** BEGIN **

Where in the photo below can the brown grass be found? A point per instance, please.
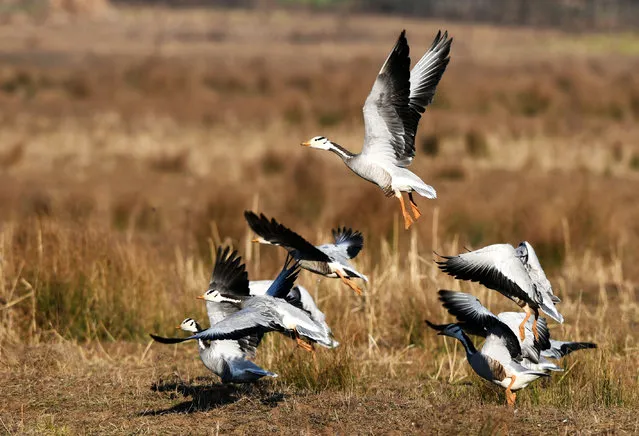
(121, 172)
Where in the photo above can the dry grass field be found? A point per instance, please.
(131, 143)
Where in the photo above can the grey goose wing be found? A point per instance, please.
(277, 234)
(495, 267)
(472, 314)
(398, 98)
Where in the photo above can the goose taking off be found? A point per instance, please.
(469, 312)
(496, 361)
(223, 359)
(298, 296)
(515, 273)
(503, 359)
(391, 114)
(261, 314)
(329, 260)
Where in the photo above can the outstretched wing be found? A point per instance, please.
(495, 267)
(283, 283)
(229, 273)
(164, 340)
(348, 241)
(229, 277)
(245, 322)
(559, 349)
(470, 312)
(398, 98)
(272, 232)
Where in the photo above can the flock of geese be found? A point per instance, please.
(517, 345)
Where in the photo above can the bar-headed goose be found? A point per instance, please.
(223, 358)
(391, 114)
(466, 308)
(258, 315)
(528, 354)
(298, 296)
(496, 361)
(501, 359)
(329, 260)
(515, 273)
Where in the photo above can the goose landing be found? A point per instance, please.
(391, 114)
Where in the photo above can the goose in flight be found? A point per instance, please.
(514, 272)
(501, 359)
(391, 114)
(223, 358)
(298, 296)
(329, 260)
(257, 315)
(467, 309)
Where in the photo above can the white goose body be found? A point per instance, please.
(329, 260)
(513, 272)
(392, 112)
(225, 358)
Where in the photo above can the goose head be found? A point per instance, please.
(216, 297)
(189, 325)
(319, 142)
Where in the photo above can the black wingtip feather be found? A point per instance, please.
(354, 239)
(278, 234)
(229, 273)
(164, 340)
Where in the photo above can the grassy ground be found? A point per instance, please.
(129, 152)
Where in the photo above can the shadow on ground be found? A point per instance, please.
(210, 396)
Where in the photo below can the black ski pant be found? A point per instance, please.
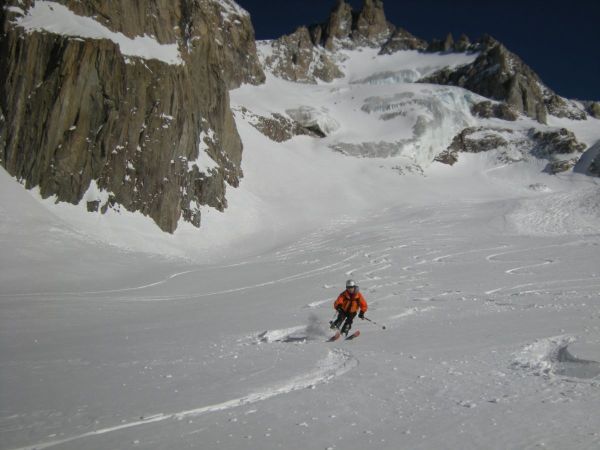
(344, 316)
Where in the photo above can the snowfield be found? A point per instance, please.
(485, 274)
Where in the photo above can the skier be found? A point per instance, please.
(347, 305)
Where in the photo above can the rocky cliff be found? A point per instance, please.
(125, 104)
(501, 75)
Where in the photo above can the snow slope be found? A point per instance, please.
(485, 274)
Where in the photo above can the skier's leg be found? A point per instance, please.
(348, 323)
(338, 321)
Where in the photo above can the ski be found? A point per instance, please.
(335, 337)
(353, 335)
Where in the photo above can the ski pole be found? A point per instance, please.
(375, 323)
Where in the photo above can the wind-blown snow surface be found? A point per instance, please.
(486, 276)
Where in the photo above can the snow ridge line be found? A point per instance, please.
(336, 363)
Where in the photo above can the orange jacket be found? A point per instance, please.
(351, 303)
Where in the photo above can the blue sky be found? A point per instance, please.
(560, 40)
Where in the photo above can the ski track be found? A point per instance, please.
(493, 257)
(336, 363)
(541, 283)
(335, 267)
(517, 269)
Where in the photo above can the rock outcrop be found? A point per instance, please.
(309, 53)
(556, 145)
(593, 109)
(87, 117)
(488, 110)
(402, 40)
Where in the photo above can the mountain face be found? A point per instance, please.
(125, 104)
(311, 54)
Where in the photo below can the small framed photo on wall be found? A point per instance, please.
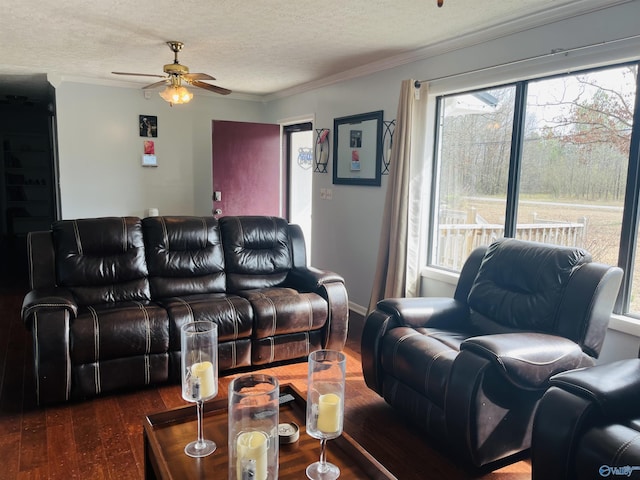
(148, 126)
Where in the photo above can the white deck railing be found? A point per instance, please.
(457, 240)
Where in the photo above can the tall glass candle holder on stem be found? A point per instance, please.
(325, 406)
(199, 344)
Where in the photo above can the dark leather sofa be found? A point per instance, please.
(109, 296)
(470, 370)
(587, 425)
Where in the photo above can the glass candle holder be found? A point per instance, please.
(253, 427)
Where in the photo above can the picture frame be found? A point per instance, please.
(148, 125)
(357, 149)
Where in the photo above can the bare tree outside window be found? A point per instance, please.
(574, 162)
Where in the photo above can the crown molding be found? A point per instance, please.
(502, 29)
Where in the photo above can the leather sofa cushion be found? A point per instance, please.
(119, 330)
(601, 449)
(256, 252)
(184, 255)
(279, 311)
(521, 284)
(101, 259)
(231, 313)
(421, 358)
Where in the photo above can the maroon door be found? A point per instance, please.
(246, 168)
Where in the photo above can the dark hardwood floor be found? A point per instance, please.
(102, 438)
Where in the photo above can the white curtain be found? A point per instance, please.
(398, 265)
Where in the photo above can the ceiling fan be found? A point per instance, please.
(176, 73)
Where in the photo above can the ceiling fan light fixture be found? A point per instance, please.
(176, 95)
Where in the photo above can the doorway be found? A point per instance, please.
(298, 152)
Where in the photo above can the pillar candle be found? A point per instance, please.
(203, 371)
(253, 446)
(329, 413)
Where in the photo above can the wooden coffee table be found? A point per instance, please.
(166, 434)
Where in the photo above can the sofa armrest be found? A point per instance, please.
(528, 359)
(613, 387)
(436, 312)
(50, 299)
(376, 325)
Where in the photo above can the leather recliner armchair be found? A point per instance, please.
(587, 425)
(470, 370)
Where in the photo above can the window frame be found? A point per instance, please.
(631, 205)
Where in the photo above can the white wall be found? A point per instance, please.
(347, 228)
(99, 150)
(99, 147)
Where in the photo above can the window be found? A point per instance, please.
(544, 160)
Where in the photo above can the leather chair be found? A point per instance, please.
(588, 424)
(470, 370)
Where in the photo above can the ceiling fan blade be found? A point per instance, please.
(198, 76)
(211, 88)
(156, 84)
(139, 74)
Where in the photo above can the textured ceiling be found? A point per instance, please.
(258, 47)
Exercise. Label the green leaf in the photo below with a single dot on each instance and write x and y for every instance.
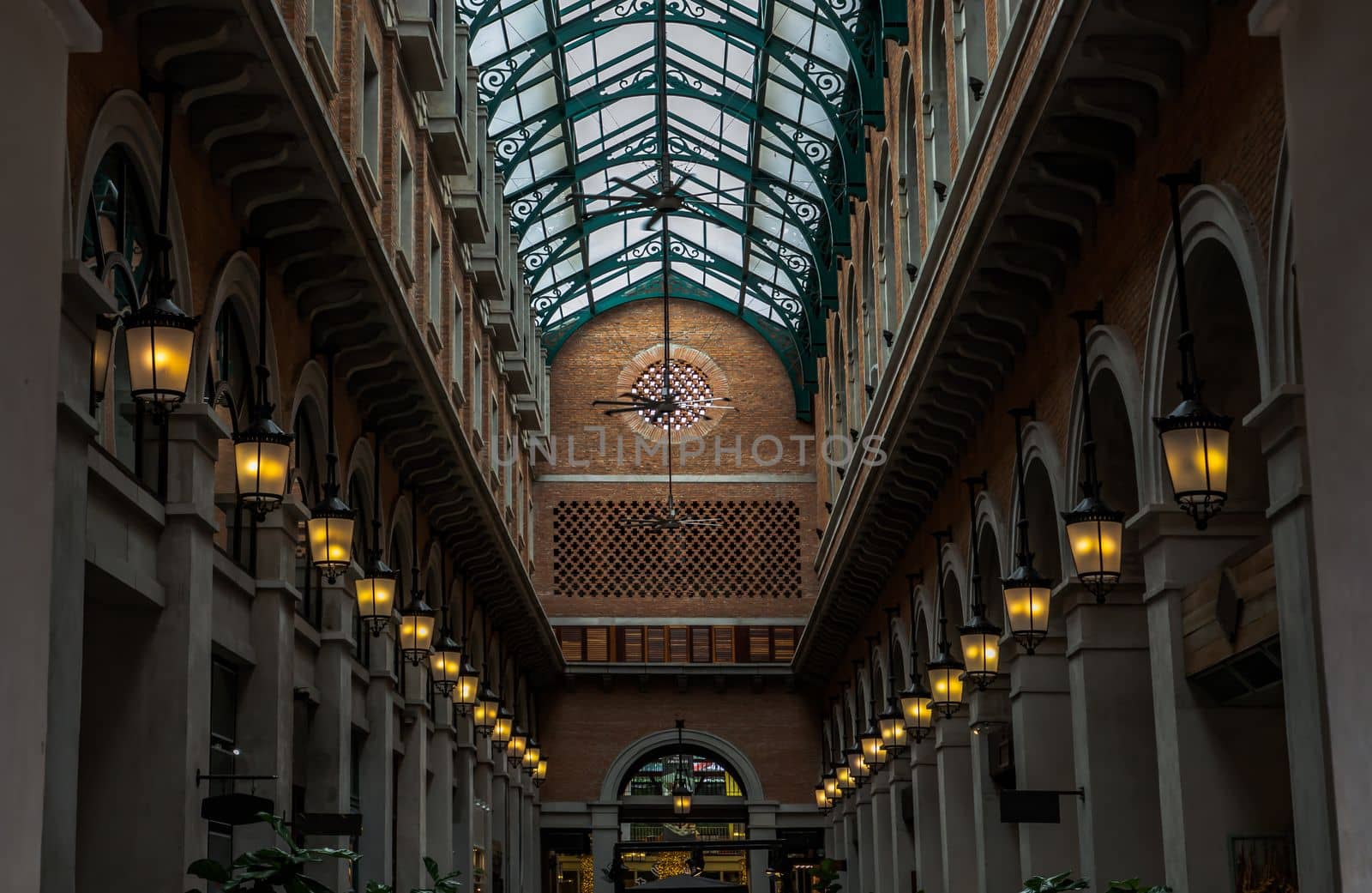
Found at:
(209, 870)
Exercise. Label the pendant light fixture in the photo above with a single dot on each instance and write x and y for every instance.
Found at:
(1195, 441)
(980, 638)
(1026, 592)
(262, 450)
(416, 616)
(916, 701)
(683, 787)
(468, 680)
(446, 657)
(159, 335)
(1095, 531)
(331, 522)
(376, 588)
(892, 721)
(946, 671)
(873, 752)
(487, 704)
(857, 759)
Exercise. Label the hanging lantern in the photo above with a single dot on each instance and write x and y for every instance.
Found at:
(873, 752)
(484, 712)
(1095, 533)
(376, 594)
(416, 629)
(917, 707)
(159, 338)
(1026, 593)
(1028, 597)
(502, 730)
(329, 531)
(681, 799)
(514, 749)
(1195, 441)
(532, 755)
(894, 739)
(262, 462)
(466, 689)
(445, 664)
(102, 350)
(980, 643)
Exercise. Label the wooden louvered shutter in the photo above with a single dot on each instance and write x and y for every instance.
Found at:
(724, 645)
(656, 645)
(635, 645)
(571, 641)
(679, 641)
(597, 643)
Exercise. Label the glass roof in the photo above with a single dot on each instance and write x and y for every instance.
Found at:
(755, 106)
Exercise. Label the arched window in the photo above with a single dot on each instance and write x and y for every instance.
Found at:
(971, 59)
(117, 247)
(935, 109)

** END **

GIVEN EXERCISE -> Rewrite the records above, swapping every "photo" for "image" and keeping all else unchanged; leave the pictures out.

ANSWER TO THIS EXERCISE ->
Where in the image below can the brown grass be found? A point per instance, please.
(121, 172)
Where in the image above can the dry grass field be found? A point per instance, please.
(131, 143)
Where in the image above can the grey goose wing be found? A point per instance, please.
(277, 234)
(495, 267)
(472, 314)
(398, 98)
Where in the image above can the goose taking off be found? A point per instance, please.
(469, 312)
(496, 361)
(223, 359)
(298, 296)
(515, 273)
(503, 359)
(391, 114)
(261, 314)
(329, 260)
Where in the image above can the outstretched wing be found? A point per instance, please.
(495, 267)
(283, 283)
(229, 273)
(164, 340)
(348, 241)
(229, 277)
(245, 322)
(559, 349)
(470, 312)
(398, 98)
(272, 232)
Where in the image above can the flock of geese be found? A point per instance, please.
(517, 345)
Where in the image above can the bar-headed goose be found? A point per instance, please.
(223, 358)
(391, 114)
(466, 308)
(258, 315)
(528, 354)
(298, 296)
(496, 361)
(501, 359)
(329, 260)
(515, 273)
Where in the image above can the goose landing be found? A point per instance, please.
(391, 114)
Where in the image above can the goose in flight be found? A point per instance, please.
(514, 272)
(501, 359)
(391, 114)
(223, 358)
(298, 296)
(329, 260)
(257, 315)
(467, 309)
Where in the image above can the white goose body be found? A point per instance, please.
(329, 260)
(513, 272)
(392, 112)
(225, 358)
Where in the image above can the goose head be found? A point per instance, please.
(216, 297)
(189, 325)
(319, 142)
Where in the image above can the black wingtip feather be found? A point per instance, please.
(354, 239)
(278, 234)
(229, 273)
(164, 340)
Where in the image above can the grassy ground be found? A point per instance, please.
(129, 152)
Where in the image above can the shadow on ground be found? A point per instance, please.
(210, 396)
Where in the image below can the black ski pant be found? A point per instance, please.
(344, 316)
Where in the image above can the snowfield be found? A point per instance, please.
(485, 274)
Where in the image above can the skier be found? A point per instance, please.
(347, 305)
Where in the image above can the rocky cliff be found? A point per instance, please.
(125, 104)
(501, 75)
Where in the image above can the snow slope be found? A point per instance, please.
(485, 274)
Where in the image above can the skier's leg be found? A point per instance, please.
(348, 323)
(338, 321)
Where in the image above can the ski be found? A point per instance, please.
(335, 337)
(353, 335)
Where in the image above can the ski pole be found? A point per instance, please.
(375, 323)
Where in the image above can the wind-blown snow surface be found? A point per instance, please.
(486, 276)
Where in the image above can the snow ridge line be found? A point per instance, please.
(336, 363)
Where in the image above can the orange jacket be found? A point per instance, please.
(351, 303)
Where in the image above can the blue sky be found? A point per instance, please.
(560, 40)
Where in the image above can the ski track be found? A point per instance, please.
(493, 257)
(336, 363)
(541, 283)
(335, 267)
(517, 269)
Where in the image above can the rock outcrop be found? A point per instance, please.
(309, 53)
(556, 145)
(593, 109)
(87, 117)
(488, 110)
(402, 40)
Where in the image above can the mountain face be found? A point per instance, please.
(125, 104)
(311, 54)
Where in the image below can the small framed image on wall be found? A point per instance, please.
(148, 126)
Where in the image above can the white deck railing be found? A point per instance, please.
(457, 240)
Where in the image above can the tall glass candle holder on stem be found? A point per instance, please.
(325, 406)
(199, 344)
Where in the image above can the dark leather sofa be found? A point per instance, please.
(109, 296)
(470, 370)
(587, 425)
Where in the image above can the glass candle holder be found? A point per instance, please.
(253, 427)
Where in the image above can the picture frame be found? A point per instance, please.
(148, 125)
(357, 149)
Where in the image above can the bare tree outside window be found? A point per instance, please.
(574, 162)
Where in the image above can the crown molding be found? A point per instance, please.
(502, 29)
Where in the image above can the leather sofa cushion be found? A point per instance, please.
(119, 330)
(601, 449)
(256, 252)
(184, 255)
(279, 311)
(521, 284)
(101, 259)
(231, 313)
(421, 358)
Where in the image above can the maroon door be found? A point per instance, please.
(246, 168)
Where in the image above can the dark hardwood floor be found? A point per instance, please.
(102, 438)
Where in the image above can the white curtain be found? A point per instance, please.
(398, 265)
Where in the image above can the ceiling fan be found? A point per instance, please.
(176, 73)
Where in the image above can the ceiling fan light fixture be found? A point per instance, please.
(176, 95)
Where in the image above can the doorway be found? A point per instance, please.
(298, 152)
Where in the image above can the pillar candle be found? A point per instance, please.
(203, 371)
(253, 446)
(329, 413)
Where in the image above can the wooden coffee table be found? A point per instance, please.
(166, 434)
Where in the image above can the sofa armrest be found? A point per instance, please.
(528, 359)
(613, 387)
(436, 312)
(50, 299)
(376, 325)
Where in the image above can the leather recliner armchair be found? A point per instance, please.
(587, 425)
(470, 370)
Where in the image above can the window frame be found? A point per instance, please.
(631, 205)
Where in the image above can the white wall be found? A point per instance, please.
(347, 228)
(99, 150)
(99, 147)
Where in the image above can the window be found? A point per instance, please.
(544, 160)
Where in the image above can the leather chair be found? A point per instance, please.
(588, 424)
(470, 370)
Where in the image above can the ceiling fan blade be found? A point per instance, please.
(198, 76)
(211, 88)
(156, 84)
(139, 74)
Where in the image above can the textured ceiling be found? A point per instance, please.
(258, 47)
Exercise. Label the green leaf in the image below with a single dot on each instance and write x and y for every instance.
Found at:
(209, 870)
Exercise. Label the pendant light fixture in the image above with a single dot on each instance and write x and y for every instance.
Found at:
(1195, 441)
(980, 638)
(1026, 592)
(262, 450)
(416, 616)
(916, 701)
(683, 787)
(468, 680)
(446, 657)
(159, 335)
(1095, 531)
(331, 522)
(376, 588)
(892, 721)
(946, 671)
(873, 752)
(487, 704)
(857, 759)
Exercise. Label the hanging lantern in the image above with a single dot on each instance and write x and y for every instance.
Found at:
(873, 752)
(484, 712)
(1095, 533)
(376, 594)
(416, 629)
(917, 707)
(159, 338)
(1026, 593)
(1028, 597)
(502, 730)
(329, 531)
(681, 799)
(514, 749)
(1195, 441)
(532, 755)
(894, 739)
(262, 462)
(466, 689)
(445, 664)
(102, 350)
(980, 643)
Exercise. Label the wooden louvered shutter in the image above with a single dot on each instance and write x and y for every instance.
Found at:
(724, 645)
(656, 645)
(635, 645)
(571, 641)
(679, 641)
(597, 643)
Exercise. Label the glass roof in the image above with a single dot on each instance and write x and y for every instance.
Found at:
(755, 106)
Exercise. Label the arched window in the image above with a single dot on each instance and write x and y for every instance.
Found at:
(971, 59)
(117, 247)
(935, 109)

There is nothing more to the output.